Ко входуЯков Кротов. Богочеловвеческая история
 

Яков Кротов

Богочеловеческая комедия

Платон. Теэтет.

«Иудеи требуют чудес , и Еллины ищут мудрости, а мы проповедуем Христа распятого, для Иудеев соблазн , а для Еллинов безумие» (1 кор 1, 22).

Павел — проповедник, он не религиовед и не этнолог. Ему легко поставить на вид, что, по крайней мере, требование чудес не такое уж антихристианское. Сам Иисус творил чудеса, причём именно «по требованию», настаивая на том, что нет веры — требовательной веры, чтобы кричали «Иисусе, Сыне Давидов!» - нет веры, нет чудес. Христос проповедовал Христа распятого — своё будущее распятие, и «возьми крест свой» для других, но всё же против чудес ничего не имел. Другое дело, что Павел — который и сам, бывало, творил чудеса — сталкивался уже с теми соотечественниками, у которых было знание о распятии Христа и, что важнее, факт отсутствия Христа. Это их и смущало. Вера из надежды на то, что Христос, проходящий мимо, совершит чудо, прежде чем исчезнуть, стала верой в то, что Христос, пусть и не творит чудес, но зато не проходит мимо.

Сложнее с греками — Иисус несколько раз скептически отзывался о мудрецах. Только, в отличие от Павла — о еврейских мудрецах и их мудровании о Боге. А вот что такого Павел знал о греческой «мудрости»?

А что такого знает современный хасид, например, о Канте? Ну, жил какой-то такой во времена Моисея Мендельсона, занял второе место на конкурсе, где Мендельсон занял первое, пишет туманно, зачем-то восторгается небом и совестью...

Разумеется, Канта современный хасид не читает, ему некогда — столько ещё хасидских поучений не прочитано. Что хуже, хасиды — впрочем, и не только они — читают учебники философии, наиболее продвинутые брошюры типа «Кант для чайников», «Кант за пять минут».

* _Задание A_:
Ответьте на вопросы по тексту о проповеди Павла.
(i) Кем автор называет Павла в начале своего рассуждения?
(ii) Какое место, согласно тексту, занял Кант на конкурсе, где первое место досталось Мендельсону?
(iii) Какие брошюры о Канте упомянуты в тексте?
* _Задание B_: Пожалуйста, продолжите текст о проповеди Павла, начав сразу после его последнего предложения.
Записи взяты из другого источника.

* _Предоставленные записи_:
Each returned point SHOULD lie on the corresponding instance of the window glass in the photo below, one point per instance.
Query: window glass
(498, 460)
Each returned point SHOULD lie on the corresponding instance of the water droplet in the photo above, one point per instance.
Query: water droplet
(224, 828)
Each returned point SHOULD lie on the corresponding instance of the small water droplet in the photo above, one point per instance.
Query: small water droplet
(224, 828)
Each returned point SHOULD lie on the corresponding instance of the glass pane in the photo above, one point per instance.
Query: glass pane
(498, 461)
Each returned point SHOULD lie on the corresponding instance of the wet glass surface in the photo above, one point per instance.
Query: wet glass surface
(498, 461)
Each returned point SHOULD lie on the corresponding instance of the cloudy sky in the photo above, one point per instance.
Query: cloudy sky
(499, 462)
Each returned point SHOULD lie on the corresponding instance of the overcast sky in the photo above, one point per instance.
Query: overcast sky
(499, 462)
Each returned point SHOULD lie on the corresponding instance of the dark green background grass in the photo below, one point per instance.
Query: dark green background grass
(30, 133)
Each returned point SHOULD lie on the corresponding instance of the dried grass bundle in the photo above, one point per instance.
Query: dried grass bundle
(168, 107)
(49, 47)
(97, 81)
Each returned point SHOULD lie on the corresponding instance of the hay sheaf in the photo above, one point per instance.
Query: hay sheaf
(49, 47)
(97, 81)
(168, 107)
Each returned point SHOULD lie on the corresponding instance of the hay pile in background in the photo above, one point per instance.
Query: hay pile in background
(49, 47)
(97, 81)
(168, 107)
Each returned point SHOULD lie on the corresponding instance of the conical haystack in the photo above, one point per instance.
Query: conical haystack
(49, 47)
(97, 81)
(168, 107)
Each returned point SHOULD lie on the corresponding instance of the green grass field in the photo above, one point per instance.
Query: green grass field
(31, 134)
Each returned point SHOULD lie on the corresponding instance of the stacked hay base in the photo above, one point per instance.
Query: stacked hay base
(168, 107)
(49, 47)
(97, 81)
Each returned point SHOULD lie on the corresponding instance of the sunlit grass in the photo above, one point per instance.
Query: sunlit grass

* _Результат выполнения A_:
(i) Проповедником.
(ii) Второе.
(iii) «Кант для чайников» и «Кант за пять минут».

* _Результат выполнения B_:
Подобные книги способны убить интерес к философии так же верно, как школьные уроки биологии — интерес к сексу. Вот советский комментатор Платона пишет о диалоге «Теэтет», что это — запись диалога Сократа с Теэтетом, предваряемая сообщением Платона о дальнейшей судьбе Теэтета. То есть, не понято в диалоге ни единого слова, это своего рода рекорд.

Учёные спорят о том, насколько точно Платон передавал устные беседы Сократа. Пусть спорят, только не в данном случае. В «Теэтете» предисловие — не просто памятка для читателя о том, при каких обстоятельствах была беседа. Это чёткое и недвусмысленное указание на то, что никакого такого диалога Сократ не вёл, что весь текст сочинён Платоном и что следует, как минимум, понимать, что у текста есть подтекст.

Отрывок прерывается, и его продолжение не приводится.